> **Given task**
Resize the lines below, beginning with the line that contains "In which part of the above frame does the dense" and ending with the final line. Reproduce each of these lines, including the requests, and multiply every bounding-box coordinate in the answers by 1.95, rounding to whole numbers with halves rounded up.

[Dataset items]

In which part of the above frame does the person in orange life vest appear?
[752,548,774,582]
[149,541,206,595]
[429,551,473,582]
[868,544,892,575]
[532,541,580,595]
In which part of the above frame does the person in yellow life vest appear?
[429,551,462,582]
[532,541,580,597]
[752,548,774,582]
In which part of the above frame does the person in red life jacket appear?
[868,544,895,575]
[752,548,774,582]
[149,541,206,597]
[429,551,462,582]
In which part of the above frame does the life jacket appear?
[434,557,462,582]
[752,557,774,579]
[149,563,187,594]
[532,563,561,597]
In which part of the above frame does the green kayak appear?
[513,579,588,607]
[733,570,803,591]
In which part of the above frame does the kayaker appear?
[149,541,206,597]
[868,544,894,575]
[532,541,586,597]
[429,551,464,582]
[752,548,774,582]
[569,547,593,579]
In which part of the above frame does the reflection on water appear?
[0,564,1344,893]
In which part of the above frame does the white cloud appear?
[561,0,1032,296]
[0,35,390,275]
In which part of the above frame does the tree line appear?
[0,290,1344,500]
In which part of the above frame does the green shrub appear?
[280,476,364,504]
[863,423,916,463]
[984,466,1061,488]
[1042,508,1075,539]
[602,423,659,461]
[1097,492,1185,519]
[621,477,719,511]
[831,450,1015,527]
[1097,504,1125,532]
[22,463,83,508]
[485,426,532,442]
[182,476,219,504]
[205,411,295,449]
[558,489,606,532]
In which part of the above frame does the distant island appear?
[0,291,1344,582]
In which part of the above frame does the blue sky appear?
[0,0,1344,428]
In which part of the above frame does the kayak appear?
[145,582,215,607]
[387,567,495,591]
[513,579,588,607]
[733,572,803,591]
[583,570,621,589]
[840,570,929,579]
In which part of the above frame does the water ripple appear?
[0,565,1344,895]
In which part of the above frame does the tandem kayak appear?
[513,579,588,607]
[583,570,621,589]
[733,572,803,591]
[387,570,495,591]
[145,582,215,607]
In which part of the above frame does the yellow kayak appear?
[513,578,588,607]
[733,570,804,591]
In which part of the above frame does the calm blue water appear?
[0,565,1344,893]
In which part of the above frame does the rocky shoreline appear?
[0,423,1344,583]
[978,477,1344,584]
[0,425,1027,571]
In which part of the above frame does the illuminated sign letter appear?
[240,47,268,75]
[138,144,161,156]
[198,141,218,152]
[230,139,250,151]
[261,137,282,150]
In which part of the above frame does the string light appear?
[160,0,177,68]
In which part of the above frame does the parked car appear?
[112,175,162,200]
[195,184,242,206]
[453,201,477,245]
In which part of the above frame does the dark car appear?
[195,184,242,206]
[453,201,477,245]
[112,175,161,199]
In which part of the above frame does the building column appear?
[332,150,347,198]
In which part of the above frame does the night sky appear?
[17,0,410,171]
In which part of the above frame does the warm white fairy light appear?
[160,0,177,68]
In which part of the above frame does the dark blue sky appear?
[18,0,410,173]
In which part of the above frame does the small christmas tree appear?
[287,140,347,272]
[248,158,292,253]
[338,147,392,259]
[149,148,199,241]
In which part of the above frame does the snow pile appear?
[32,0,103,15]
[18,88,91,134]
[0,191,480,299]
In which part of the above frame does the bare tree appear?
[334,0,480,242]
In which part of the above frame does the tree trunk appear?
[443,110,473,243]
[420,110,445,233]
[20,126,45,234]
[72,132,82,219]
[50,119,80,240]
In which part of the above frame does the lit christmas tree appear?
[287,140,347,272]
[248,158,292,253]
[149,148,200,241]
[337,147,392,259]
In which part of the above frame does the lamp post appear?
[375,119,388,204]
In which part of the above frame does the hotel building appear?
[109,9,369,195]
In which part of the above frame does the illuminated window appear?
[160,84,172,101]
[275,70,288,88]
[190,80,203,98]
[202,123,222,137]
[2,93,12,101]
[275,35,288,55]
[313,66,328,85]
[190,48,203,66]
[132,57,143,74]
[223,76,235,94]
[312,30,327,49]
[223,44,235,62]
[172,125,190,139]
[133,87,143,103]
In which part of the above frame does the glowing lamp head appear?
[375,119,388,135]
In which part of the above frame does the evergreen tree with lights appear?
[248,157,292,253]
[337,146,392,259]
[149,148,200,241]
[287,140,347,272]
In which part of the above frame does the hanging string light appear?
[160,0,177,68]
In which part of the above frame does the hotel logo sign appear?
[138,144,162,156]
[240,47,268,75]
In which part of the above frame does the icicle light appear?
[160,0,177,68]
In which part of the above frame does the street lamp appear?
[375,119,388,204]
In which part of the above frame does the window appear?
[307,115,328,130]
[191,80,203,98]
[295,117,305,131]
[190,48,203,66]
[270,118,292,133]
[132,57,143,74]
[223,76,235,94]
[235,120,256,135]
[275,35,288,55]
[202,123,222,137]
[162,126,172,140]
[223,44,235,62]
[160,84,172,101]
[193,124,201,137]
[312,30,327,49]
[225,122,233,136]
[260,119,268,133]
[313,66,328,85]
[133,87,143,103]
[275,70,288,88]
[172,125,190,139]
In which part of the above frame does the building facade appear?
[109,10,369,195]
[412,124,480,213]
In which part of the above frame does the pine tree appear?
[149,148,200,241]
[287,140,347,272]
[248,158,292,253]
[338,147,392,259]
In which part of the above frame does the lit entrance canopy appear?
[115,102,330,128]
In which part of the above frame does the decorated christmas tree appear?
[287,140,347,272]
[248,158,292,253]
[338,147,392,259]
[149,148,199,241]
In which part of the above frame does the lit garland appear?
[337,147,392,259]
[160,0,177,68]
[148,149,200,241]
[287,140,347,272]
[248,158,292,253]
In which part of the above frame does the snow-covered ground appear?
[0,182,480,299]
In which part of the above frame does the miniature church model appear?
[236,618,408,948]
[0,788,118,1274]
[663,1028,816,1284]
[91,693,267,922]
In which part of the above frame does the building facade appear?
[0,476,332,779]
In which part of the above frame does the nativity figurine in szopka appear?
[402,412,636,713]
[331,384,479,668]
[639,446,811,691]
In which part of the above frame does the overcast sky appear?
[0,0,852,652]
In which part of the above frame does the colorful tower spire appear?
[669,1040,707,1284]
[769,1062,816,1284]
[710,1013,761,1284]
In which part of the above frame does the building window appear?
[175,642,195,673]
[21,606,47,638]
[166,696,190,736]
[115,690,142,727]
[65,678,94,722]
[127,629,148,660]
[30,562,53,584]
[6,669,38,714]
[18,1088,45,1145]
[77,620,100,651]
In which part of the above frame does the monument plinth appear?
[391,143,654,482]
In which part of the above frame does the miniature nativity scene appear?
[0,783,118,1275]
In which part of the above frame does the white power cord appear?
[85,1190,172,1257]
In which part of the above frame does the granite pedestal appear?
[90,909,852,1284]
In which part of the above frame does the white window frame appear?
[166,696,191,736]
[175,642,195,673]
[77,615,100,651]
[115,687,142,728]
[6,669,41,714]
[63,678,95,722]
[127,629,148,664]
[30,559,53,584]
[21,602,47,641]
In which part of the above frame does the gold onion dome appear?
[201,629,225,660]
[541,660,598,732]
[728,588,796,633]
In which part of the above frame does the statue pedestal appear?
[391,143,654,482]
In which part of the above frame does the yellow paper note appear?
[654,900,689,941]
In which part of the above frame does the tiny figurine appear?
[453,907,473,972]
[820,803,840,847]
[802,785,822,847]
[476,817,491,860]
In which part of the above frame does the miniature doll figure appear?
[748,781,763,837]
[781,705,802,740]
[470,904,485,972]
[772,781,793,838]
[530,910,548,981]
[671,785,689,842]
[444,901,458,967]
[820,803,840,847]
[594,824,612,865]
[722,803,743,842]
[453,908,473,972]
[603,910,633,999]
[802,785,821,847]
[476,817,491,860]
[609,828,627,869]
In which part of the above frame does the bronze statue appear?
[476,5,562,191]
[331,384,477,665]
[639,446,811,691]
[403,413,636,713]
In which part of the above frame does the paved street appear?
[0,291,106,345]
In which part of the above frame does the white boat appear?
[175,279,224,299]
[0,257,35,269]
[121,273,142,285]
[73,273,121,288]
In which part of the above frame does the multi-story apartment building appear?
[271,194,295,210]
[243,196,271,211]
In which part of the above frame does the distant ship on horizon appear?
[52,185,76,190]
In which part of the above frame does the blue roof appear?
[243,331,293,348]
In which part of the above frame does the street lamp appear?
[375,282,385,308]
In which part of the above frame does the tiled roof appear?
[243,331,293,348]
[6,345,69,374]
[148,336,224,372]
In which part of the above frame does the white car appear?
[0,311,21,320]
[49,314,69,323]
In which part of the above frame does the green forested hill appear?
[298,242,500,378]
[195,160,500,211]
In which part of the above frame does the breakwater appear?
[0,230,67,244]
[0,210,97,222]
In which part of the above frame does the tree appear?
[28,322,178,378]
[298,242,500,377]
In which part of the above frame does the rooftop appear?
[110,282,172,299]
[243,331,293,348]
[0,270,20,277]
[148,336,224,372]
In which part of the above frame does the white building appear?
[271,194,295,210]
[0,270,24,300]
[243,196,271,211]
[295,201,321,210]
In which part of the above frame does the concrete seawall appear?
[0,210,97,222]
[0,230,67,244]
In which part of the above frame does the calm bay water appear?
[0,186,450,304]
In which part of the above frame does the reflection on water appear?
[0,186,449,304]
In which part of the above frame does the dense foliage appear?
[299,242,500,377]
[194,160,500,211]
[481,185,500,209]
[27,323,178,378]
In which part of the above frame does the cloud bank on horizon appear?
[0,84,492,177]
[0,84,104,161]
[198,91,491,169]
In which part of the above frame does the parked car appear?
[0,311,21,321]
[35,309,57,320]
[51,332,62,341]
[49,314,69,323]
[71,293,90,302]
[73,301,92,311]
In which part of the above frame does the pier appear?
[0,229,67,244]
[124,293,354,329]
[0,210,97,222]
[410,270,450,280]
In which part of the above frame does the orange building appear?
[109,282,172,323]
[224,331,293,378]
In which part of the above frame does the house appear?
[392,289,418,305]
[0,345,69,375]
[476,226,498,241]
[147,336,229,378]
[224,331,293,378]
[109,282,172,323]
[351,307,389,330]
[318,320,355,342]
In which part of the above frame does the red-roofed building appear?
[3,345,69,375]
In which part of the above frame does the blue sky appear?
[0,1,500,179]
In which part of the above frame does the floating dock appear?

> **Result of this task**
In which part of the above frame does the dense foliage appear?
[583,472,975,735]
[378,312,975,411]
[938,361,975,408]
[53,630,347,737]
In which part of the above frame does the cloud bank on horizon appear?
[0,164,959,345]
[0,164,203,314]
[386,177,957,330]
In which part of the above frame does the parked car appear?
[0,606,41,626]
[68,603,111,624]
[99,647,121,665]
[96,612,135,630]
[138,571,176,589]
[142,587,179,606]
In which part of the above frame does the pier appear?
[0,447,131,476]
[242,571,690,642]
[0,410,189,433]
[800,527,878,546]
In which part of the above frame does the orange building appear?
[213,550,335,630]
[437,645,571,737]
In which part of the above frame does the house appear?
[764,564,815,595]
[0,673,135,731]
[928,441,971,470]
[287,655,447,737]
[437,645,571,737]
[213,550,335,630]
[684,599,759,644]
[620,624,692,667]
In which part of the above frame does the red-roofed building appear?
[6,673,135,731]
In which part of the above frame does the blue sky appear?
[0,2,975,349]
In which part of the above frame does the floating dock appear?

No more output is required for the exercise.